--- start of Text block ---

Probabilistic Bits (P-Bits) in Polymer Electronics

• Probabilistic bits are stochastic, tunably biased binary elements that exploit thermal fluctuations and chemical dynamics for probabilistic computing.
• Polymer-based p-bits utilize electropolymerized memristive devices and voltage divider circuits to convert analog resistance noise into digital signals.
• Their tunable entropy and flexible design enable scalable, energy-efficient hardware for applications in neural networks and optimization.

Probabilistic bits (p-bits) are stochastic, tunably biased binary hardware elements that continuously fluctuate between two logic states with probabilities dictated by their inputs. Unlike classical deterministic bits or quantum bits (qubits), p-bits are fundamentally classical, energy-efficient, and can be implemented using diverse hardware—including CMOS, magnetic tunnel junctions (MTJs), ferroelectric transistors, and, as recently demonstrated, even organic polymers. P-bits serve as the core resource for probabilistic or “thermodynamic” computing, opening new routes for hardware-accelerated optimizers, invertible logic, and massively parallel statistical processors.

1. Physical Basis and Stochastic Modeling of Polymer-Based p-bits

Polymer-based p-bits are realized in electropolymerized memristive devices wherein the active medium is a dithieno[3,2‐b:2′,3′‐d]pyrrole (DTP) backbone polymer grafted with pendant triphenylamine (TPA) groups. Stochastic binary outputs are generated by leveraging the intrinsic, thermally driven resistance fluctuations of the polymer film. These fluctuations arise from molecular-level relaxation dynamics associated with the pendant group reorientation and redox-driven conformation changes.

--- end of Text block ---
--- start of Listed records ---

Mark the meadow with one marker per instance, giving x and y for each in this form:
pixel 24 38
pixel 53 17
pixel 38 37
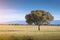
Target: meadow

--- end of Listed records ---

- Tasks for this exercise -
• A. In the text on polymer p-bits, rewrite the passage that begins with the words "Probabilistic Bits (P-Bits) in" and ends with "networks and optimization.", changing "thermal fluctuations" to "thermal noise".
• B. Pick up the text on polymer-based p-bits after its final sentence and write the next part.

- Outputs for the tasks -
• A.
Probabilistic Bits (P-Bits) in Polymer Electronics

• Probabilistic bits are stochastic, tunably biased binary elements that exploit thermal noise and chemical dynamics for probabilistic computing.
• Polymer-based p-bits utilize electropolymerized memristive devices and voltage divider circuits to convert analog resistance noise into digital signals.
• Their tunable entropy and flexible design enable scalable, energy-efficient hardware for applications in neural networks and optimization.

• B.
The analog resistance noise is transduced into a digital output by a voltage divider/comparator circuit: the fluctuating voltage at the divider midpoint is compared with a reference threshold. The digital output probability is governed by:

$$P_{1i} = \frac{1}{1 + \exp{[-k \cdot (V_{\text{offset},i} - V_0)]}}$$

where $V_{\text{offset},i}$ is the comparator bias offset, $k$ is the steepness (control parameter related to device/circuit noise and sharpness), and $V_0$ is the calibration offset. This logistic transfer is mathematically characteristic of stochastic binary neurons and underpins the tunable probabilistic output.

2. Device-Level Stochasticity, Dynamic Entropy, and Statistical Properties

The stochastic nature of the polymer p-bit derives from multiple coupled microscopic processes:

• Conformational/Redox dynamics of TPA groups introduce rapidly fluctuating local potentials, modulating the accessible conduction pathways.
• Dielectric analysis shows strong, low-temperature β-relaxations (activation energy ~0.44 eV), consistent with TPA reorientations and local hopping phenomena.
• Morphological flexibility of the polymer backbone further introduces variations in the percolation paths supporting charge transport.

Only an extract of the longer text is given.